Please write out the material below word for word, from its first line through the line that contains "column 458, row 369", including that line.

• _Material for this task_:

==========

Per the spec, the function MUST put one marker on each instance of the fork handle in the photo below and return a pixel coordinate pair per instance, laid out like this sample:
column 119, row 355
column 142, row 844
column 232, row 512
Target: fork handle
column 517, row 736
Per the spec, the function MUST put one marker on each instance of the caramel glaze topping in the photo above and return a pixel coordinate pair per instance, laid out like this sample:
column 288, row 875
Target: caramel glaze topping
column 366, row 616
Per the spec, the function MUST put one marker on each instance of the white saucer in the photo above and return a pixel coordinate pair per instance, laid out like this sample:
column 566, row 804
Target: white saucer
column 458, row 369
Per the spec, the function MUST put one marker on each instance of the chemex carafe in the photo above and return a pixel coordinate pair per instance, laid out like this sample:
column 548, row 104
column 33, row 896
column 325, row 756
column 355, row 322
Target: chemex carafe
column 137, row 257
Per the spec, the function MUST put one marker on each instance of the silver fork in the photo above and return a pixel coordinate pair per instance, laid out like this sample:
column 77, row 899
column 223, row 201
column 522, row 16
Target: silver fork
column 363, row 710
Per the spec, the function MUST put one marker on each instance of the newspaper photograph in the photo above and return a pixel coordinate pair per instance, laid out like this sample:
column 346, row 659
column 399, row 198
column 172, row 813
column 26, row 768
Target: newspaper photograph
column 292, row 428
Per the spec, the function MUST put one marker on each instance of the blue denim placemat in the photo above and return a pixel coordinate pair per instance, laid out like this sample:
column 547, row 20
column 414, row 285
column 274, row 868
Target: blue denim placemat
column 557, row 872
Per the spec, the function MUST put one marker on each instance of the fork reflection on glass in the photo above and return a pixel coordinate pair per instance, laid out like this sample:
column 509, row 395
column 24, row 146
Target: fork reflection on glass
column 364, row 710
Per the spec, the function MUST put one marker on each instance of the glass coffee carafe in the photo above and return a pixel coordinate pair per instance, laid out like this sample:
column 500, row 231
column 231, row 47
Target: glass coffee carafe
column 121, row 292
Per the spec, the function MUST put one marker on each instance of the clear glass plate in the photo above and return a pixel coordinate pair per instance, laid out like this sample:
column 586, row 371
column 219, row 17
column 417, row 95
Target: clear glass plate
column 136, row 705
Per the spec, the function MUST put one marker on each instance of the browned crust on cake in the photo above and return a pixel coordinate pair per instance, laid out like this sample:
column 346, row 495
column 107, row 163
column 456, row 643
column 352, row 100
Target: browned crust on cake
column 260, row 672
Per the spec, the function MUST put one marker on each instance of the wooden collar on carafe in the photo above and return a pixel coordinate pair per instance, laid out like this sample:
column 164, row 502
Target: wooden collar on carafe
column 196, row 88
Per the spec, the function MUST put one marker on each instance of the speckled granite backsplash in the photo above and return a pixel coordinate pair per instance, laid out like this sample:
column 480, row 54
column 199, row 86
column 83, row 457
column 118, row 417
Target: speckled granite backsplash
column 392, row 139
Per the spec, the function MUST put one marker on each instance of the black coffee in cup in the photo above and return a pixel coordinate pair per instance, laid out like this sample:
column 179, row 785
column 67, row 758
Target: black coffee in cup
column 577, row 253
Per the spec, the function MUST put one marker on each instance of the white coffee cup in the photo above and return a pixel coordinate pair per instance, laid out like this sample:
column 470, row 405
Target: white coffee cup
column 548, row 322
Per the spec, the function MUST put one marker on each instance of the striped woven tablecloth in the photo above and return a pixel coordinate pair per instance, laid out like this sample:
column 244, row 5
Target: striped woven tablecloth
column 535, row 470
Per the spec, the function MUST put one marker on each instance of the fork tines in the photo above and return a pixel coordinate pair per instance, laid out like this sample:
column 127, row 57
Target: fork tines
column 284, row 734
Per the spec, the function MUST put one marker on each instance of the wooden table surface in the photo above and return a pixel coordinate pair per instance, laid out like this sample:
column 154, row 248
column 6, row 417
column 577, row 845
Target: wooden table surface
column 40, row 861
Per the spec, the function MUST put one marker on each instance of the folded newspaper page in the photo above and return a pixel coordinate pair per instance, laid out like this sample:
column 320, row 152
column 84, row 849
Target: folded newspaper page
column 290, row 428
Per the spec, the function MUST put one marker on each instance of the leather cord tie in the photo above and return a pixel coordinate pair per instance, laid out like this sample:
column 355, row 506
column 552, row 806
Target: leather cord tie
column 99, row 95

==========

• _The completed task_:
Per the spec, the function MUST put one marker on each instance of the fork handle in the photo below and return a pixel coordinate pair per instance, laid out like this sample:
column 119, row 355
column 142, row 844
column 232, row 512
Target: fork handle
column 517, row 736
Per the spec, the function MUST put one marker on each instance of the caramel glaze topping in the photo above and return a pixel coordinate pair per instance, laid out like this sample:
column 288, row 875
Target: caramel glaze topping
column 366, row 616
Per the spec, the function MUST put one marker on each instance of the white saucer in the photo above and return a pixel coordinate pair per instance, laid out like this sample:
column 566, row 804
Target: white saucer
column 458, row 369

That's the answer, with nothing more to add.